## What you are asked to do
Return the lines below that contain the word "shoreline".

(Given data Opens)

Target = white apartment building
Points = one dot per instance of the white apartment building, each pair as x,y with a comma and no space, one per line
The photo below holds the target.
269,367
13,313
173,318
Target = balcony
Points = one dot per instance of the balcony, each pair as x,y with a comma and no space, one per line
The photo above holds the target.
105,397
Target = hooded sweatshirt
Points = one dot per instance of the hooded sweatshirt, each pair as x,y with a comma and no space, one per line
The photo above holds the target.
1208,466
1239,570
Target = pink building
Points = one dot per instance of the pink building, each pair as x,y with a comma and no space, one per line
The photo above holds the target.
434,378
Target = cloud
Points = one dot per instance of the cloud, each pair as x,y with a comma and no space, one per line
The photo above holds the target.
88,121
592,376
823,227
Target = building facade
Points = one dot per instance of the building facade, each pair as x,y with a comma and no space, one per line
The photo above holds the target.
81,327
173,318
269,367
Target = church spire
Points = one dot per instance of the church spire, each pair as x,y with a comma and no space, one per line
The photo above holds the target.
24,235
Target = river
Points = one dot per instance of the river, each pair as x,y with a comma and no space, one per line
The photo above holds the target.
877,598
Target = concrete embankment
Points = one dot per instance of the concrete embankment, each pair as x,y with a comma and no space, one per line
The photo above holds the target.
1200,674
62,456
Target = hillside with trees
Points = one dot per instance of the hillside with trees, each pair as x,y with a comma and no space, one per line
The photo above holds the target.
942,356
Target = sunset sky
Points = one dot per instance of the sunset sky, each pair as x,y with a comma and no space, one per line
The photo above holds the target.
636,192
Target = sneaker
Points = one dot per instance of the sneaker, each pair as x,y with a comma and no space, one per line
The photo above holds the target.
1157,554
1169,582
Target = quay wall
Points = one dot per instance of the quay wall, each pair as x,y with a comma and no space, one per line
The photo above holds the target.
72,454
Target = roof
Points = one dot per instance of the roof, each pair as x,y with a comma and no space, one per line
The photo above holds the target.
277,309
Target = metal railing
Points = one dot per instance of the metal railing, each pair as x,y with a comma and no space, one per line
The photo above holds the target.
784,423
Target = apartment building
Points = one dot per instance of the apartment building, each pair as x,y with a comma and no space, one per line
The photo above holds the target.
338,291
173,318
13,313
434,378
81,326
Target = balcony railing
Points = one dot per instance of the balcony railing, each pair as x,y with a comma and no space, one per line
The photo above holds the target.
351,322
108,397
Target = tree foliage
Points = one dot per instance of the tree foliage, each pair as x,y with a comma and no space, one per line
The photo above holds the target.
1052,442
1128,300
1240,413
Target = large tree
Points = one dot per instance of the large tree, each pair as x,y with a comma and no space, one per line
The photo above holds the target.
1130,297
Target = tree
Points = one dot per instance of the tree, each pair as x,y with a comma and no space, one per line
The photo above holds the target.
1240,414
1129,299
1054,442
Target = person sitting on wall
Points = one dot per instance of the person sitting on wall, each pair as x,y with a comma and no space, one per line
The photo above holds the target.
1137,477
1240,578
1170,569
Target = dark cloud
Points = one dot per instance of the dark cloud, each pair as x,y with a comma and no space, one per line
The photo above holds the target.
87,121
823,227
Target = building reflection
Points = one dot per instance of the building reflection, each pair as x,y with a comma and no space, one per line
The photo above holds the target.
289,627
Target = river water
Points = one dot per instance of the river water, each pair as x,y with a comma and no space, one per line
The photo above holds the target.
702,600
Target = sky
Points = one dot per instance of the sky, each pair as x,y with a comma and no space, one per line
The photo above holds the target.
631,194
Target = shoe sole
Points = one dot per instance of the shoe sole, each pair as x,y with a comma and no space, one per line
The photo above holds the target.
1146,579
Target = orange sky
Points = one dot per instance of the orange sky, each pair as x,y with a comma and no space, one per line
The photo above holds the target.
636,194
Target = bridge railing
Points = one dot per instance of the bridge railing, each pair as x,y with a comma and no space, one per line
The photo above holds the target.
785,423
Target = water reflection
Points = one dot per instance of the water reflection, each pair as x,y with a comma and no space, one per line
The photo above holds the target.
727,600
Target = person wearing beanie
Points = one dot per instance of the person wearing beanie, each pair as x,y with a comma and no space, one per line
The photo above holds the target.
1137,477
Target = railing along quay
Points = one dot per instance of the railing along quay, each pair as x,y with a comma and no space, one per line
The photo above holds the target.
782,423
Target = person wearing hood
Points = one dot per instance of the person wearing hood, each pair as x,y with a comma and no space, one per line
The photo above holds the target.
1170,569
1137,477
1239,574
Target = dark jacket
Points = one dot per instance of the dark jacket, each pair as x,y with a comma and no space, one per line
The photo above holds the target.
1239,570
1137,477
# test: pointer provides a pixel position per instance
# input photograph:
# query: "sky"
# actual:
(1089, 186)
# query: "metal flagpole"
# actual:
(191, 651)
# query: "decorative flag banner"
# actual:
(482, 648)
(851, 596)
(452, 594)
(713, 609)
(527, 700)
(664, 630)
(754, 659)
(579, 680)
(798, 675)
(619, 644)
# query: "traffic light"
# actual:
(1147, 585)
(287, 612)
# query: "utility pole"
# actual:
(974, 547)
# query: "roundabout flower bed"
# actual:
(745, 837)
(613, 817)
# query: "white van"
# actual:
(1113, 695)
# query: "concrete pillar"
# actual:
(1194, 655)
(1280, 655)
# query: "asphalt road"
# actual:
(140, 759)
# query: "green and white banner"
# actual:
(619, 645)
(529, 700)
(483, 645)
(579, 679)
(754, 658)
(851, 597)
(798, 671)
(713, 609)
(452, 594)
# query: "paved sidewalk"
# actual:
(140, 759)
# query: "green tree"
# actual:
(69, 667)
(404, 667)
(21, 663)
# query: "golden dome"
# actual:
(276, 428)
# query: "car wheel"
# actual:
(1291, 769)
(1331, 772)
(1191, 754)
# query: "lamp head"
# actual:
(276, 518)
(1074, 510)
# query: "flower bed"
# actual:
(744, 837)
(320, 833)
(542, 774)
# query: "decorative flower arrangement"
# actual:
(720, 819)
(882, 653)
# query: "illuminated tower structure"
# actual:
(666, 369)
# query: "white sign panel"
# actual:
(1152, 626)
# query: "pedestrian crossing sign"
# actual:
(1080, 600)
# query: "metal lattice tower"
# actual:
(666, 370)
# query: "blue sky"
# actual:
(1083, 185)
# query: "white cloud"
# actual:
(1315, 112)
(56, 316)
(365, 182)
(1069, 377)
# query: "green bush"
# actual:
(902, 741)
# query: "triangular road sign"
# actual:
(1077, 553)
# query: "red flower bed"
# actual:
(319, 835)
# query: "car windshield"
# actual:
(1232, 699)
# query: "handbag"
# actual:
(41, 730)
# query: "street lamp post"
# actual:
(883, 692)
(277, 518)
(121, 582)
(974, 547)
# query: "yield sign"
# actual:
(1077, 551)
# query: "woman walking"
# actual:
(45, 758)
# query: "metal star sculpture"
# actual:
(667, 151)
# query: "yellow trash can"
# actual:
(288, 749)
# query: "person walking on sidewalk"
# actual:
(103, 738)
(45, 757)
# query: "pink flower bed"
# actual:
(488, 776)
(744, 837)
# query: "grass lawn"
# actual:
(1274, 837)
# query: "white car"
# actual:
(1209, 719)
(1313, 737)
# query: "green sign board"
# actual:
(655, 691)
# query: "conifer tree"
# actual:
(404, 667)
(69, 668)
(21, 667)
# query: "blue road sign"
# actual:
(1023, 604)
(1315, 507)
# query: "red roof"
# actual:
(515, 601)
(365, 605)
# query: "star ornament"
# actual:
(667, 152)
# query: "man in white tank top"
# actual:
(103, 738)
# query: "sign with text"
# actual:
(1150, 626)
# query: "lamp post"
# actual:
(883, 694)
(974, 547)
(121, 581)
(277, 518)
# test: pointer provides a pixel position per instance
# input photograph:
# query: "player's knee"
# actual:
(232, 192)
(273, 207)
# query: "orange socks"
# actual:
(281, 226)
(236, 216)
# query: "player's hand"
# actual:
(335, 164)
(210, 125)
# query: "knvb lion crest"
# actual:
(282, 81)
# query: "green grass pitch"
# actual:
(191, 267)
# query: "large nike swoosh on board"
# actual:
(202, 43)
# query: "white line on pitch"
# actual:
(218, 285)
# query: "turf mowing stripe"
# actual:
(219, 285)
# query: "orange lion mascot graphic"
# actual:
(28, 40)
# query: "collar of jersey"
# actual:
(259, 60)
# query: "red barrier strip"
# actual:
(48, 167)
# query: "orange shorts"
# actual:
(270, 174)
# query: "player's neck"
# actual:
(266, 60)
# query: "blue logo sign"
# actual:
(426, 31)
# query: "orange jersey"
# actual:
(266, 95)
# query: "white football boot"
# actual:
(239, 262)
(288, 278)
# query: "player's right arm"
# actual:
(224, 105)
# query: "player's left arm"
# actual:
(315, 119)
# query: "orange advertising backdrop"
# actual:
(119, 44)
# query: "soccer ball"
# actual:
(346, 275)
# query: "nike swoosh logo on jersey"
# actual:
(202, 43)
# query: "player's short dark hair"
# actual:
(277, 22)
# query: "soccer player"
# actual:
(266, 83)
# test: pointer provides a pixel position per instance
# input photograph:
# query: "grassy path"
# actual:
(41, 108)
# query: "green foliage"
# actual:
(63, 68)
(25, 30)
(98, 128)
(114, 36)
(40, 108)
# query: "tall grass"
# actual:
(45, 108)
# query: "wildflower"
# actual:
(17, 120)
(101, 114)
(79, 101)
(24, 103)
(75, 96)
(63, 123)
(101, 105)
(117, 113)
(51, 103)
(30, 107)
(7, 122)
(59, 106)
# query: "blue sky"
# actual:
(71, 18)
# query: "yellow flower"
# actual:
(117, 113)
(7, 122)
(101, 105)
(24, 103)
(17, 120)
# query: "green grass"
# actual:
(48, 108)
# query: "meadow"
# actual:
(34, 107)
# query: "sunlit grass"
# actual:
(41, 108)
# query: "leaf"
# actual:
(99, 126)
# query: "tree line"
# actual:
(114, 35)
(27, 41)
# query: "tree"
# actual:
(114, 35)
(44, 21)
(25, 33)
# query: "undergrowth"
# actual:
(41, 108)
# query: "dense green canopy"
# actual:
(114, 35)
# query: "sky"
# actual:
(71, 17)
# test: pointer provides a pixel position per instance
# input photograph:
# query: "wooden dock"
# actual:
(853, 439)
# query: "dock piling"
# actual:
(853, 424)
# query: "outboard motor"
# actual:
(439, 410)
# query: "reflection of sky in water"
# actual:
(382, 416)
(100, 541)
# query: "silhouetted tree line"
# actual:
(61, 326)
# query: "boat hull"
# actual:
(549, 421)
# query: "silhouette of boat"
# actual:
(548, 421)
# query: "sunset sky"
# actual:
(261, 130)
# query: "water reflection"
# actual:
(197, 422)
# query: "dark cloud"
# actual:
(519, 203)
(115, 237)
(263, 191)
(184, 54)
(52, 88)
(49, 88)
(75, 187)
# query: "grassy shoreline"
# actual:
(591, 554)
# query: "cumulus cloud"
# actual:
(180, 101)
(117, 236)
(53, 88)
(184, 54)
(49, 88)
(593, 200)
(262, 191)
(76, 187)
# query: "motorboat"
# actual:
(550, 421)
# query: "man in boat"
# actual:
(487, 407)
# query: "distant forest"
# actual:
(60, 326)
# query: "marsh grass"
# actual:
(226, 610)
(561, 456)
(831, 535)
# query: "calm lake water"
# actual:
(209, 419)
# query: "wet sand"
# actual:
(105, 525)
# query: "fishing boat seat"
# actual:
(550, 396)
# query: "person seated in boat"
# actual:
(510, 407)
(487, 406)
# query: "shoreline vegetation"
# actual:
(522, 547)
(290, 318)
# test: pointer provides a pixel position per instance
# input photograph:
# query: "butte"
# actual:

(Given data Closes)

## Written solution
# query: "grassy shoreline"
# query: "shoreline vegetation"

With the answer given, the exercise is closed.